-- BEGIN RECORDS SUPPLIED --

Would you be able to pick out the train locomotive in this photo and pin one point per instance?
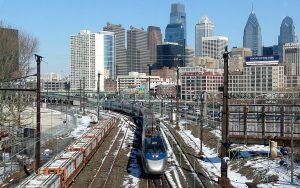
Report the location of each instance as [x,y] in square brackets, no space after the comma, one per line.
[153,151]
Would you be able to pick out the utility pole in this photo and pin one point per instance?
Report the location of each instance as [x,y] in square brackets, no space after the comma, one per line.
[68,102]
[203,98]
[171,119]
[98,92]
[224,180]
[38,113]
[149,82]
[177,100]
[119,89]
[292,149]
[80,85]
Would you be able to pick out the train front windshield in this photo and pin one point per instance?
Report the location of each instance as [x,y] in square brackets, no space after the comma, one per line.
[154,145]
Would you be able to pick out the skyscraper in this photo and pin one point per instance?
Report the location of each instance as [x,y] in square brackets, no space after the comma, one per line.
[176,29]
[175,33]
[291,58]
[108,54]
[178,16]
[154,39]
[287,31]
[119,31]
[138,56]
[252,35]
[169,55]
[205,28]
[214,46]
[287,34]
[87,60]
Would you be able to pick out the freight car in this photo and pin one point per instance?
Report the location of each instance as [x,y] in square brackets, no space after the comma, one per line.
[62,169]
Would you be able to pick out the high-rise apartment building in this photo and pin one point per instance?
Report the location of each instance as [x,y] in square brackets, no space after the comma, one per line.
[87,56]
[9,52]
[120,50]
[108,55]
[176,29]
[169,55]
[214,46]
[287,34]
[178,16]
[205,28]
[138,55]
[189,56]
[237,59]
[252,35]
[287,31]
[291,58]
[154,39]
[175,33]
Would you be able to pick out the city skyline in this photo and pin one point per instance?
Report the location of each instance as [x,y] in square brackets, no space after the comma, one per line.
[53,22]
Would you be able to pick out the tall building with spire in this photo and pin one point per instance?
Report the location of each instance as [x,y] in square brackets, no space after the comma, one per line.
[178,16]
[252,35]
[287,34]
[205,28]
[120,50]
[138,56]
[154,39]
[176,30]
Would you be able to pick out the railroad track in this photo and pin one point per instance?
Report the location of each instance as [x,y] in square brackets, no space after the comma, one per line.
[158,182]
[194,173]
[105,169]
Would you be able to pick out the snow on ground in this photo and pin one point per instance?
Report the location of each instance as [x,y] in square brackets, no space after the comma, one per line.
[82,125]
[172,160]
[212,163]
[134,169]
[8,168]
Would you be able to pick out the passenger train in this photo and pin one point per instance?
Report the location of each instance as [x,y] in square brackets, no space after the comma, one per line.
[153,151]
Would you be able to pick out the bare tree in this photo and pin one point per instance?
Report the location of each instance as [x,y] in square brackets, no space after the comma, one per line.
[17,50]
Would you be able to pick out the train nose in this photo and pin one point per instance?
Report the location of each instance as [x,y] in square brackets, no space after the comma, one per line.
[155,166]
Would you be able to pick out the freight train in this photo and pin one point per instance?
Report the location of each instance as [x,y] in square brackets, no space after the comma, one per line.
[153,151]
[61,170]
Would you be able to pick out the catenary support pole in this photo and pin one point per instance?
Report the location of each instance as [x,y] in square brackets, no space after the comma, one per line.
[38,113]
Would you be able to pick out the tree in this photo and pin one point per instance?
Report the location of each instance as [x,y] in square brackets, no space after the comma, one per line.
[17,50]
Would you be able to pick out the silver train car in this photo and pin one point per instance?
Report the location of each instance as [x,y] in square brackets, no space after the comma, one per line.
[153,152]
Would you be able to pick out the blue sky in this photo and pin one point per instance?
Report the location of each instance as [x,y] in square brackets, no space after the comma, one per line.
[53,21]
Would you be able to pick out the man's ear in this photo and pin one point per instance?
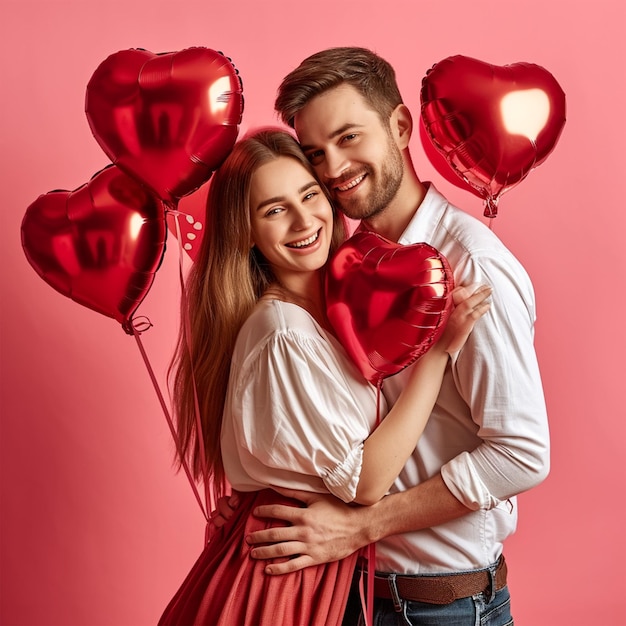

-- END RECORDS SUPPLIED --

:: PROBLEM TO SOLVE ::
Convert every line of the material above into a Markdown table with the columns Row and Line. Number the rows in order, skip blank lines, and leave out the pictures.

:: WRITTEN RESPONSE ::
| Row | Line |
|---|---|
| 1 | Would you be able to pick out the train locomotive in this photo and pin one point per instance? |
| 2 | Report the location of each instance as [x,y] in square brackets, no space after the comma, one per line. |
| 3 | [153,151] |
| 4 | Would you be able to pick out the utility pole in this photo and pin one point per instance? |
| 5 | Report the location of each instance as [x,y] in square brackets, no space after the comma, one per line. |
| 6 | [68,102] |
| 7 | [203,98] |
| 8 | [171,119] |
| 9 | [98,92] |
| 10 | [224,180] |
| 11 | [38,113] |
| 12 | [149,82] |
| 13 | [177,100] |
| 14 | [119,89] |
| 15 | [292,149] |
| 16 | [80,85] |
| 17 | Would you be able to pick out the train front windshield in this photo and pin one point per instance? |
| 18 | Report the location of each instance as [x,y] in square brackets, no space after the comma, one per line. |
| 19 | [154,145] |
| 20 | Would you be able to pick out the skyscraper in this photo and pin one point per instance? |
| 21 | Report the location of each instance as [x,y] in square brackets, no space after the comma, one per line. |
| 22 | [176,29] |
| 23 | [175,33] |
| 24 | [291,58] |
| 25 | [108,54] |
| 26 | [178,16] |
| 27 | [154,39] |
| 28 | [287,31] |
| 29 | [119,31] |
| 30 | [138,56] |
| 31 | [252,35] |
| 32 | [169,55] |
| 33 | [205,28] |
| 34 | [214,46] |
| 35 | [287,34] |
| 36 | [87,60] |
| 37 | Would you be able to pick out the freight car in this photo and pin one point per instance? |
| 38 | Report the location of each instance as [x,y] in square brackets, no space after the comma, one per line. |
| 39 | [62,169] |
| 40 | Would you be able to pick out the high-rise apartment building in this photo and pin one point per instance? |
| 41 | Report the location of each instance as [x,y] in square brackets, no space after the comma, one per line. |
| 42 | [87,56] |
| 43 | [9,52] |
| 44 | [120,50] |
| 45 | [108,55] |
| 46 | [176,29] |
| 47 | [169,55] |
| 48 | [214,46] |
| 49 | [287,34] |
| 50 | [178,16] |
| 51 | [205,28] |
| 52 | [138,55] |
| 53 | [189,56] |
| 54 | [237,59] |
| 55 | [252,35] |
| 56 | [287,31] |
| 57 | [291,58] |
| 58 | [154,39] |
| 59 | [175,33] |
| 60 | Would you be able to pick out the city skyline in this photo and pin one point per instance? |
| 61 | Report the location of each instance as [x,y] in square brackets, no space after the comma, one per line. |
| 62 | [53,22] |
| 63 | Would you be able to pick out the tall building with spire in this photo and pin one point per instance? |
| 64 | Report the location of each instance as [x,y] in square brackets, no space after the comma, one per line. |
| 65 | [178,16] |
| 66 | [252,35] |
| 67 | [287,34] |
| 68 | [205,28] |
| 69 | [120,50] |
| 70 | [138,56] |
| 71 | [154,39] |
| 72 | [176,30] |
| 73 | Would you be able to pick out the railroad track in this photo and pin one point per instance? |
| 74 | Report the location of each instance as [x,y] in square brackets, no space after the comma, one per line. |
| 75 | [158,182] |
| 76 | [194,173] |
| 77 | [105,169] |
| 78 | Would you be able to pick out the snow on ground in this photo and pin one point per instance? |
| 79 | Report the location of each instance as [x,y] in square brackets, no space after the comma, one per line. |
| 80 | [82,125] |
| 81 | [172,160] |
| 82 | [212,163] |
| 83 | [134,169] |
| 84 | [8,168] |
| 85 | Would you be able to pick out the passenger train in this photo and pin one point per instance? |
| 86 | Report the location of each instance as [x,y] in square brackets, no space after the comma, one per line. |
| 87 | [153,151] |
| 88 | Would you be able to pick out the bare tree in this photo and pin one point per instance? |
| 89 | Report the location of each instance as [x,y] in square brackets, no space after the comma, one per line. |
| 90 | [17,50] |
| 91 | Would you be able to pick out the train nose in this photo and pin one point per instance? |
| 92 | Report the location of each instance as [x,y] in square brackets, no space after the comma, one per line. |
| 93 | [155,166] |
| 94 | Would you be able to pick out the freight train in this photo and pin one point per instance? |
| 95 | Report the location of each instance as [x,y] in square brackets, no space after the comma, one per line. |
| 96 | [153,151] |
| 97 | [61,170] |
| 98 | Would you be able to pick out the catenary support pole in this photo and pin one point per instance? |
| 99 | Report the location of each instance as [x,y] in square brackets, no space after the comma, one per line. |
| 100 | [38,113] |
| 101 | Would you be able to pick out the tree in this photo and pin one point per instance? |
| 102 | Report the location of each instance as [x,y] in square brackets, no space after the comma, one per line. |
| 103 | [17,50] |
| 104 | Would you be able to pick out the silver train car in this photo and pin one point per instance? |
| 105 | Report the location of each instance as [x,y] in square brackets, no space after the comma, one per line. |
| 106 | [153,152] |
| 107 | Would you be able to pick out the blue sky in this photo and pin one point per instance? |
| 108 | Report the location of each instance as [x,y] in square brackets, no space after the comma, one per line. |
| 109 | [53,21] |
| 110 | Would you be able to pick out the man's ear in this photo and pin one point per instance? |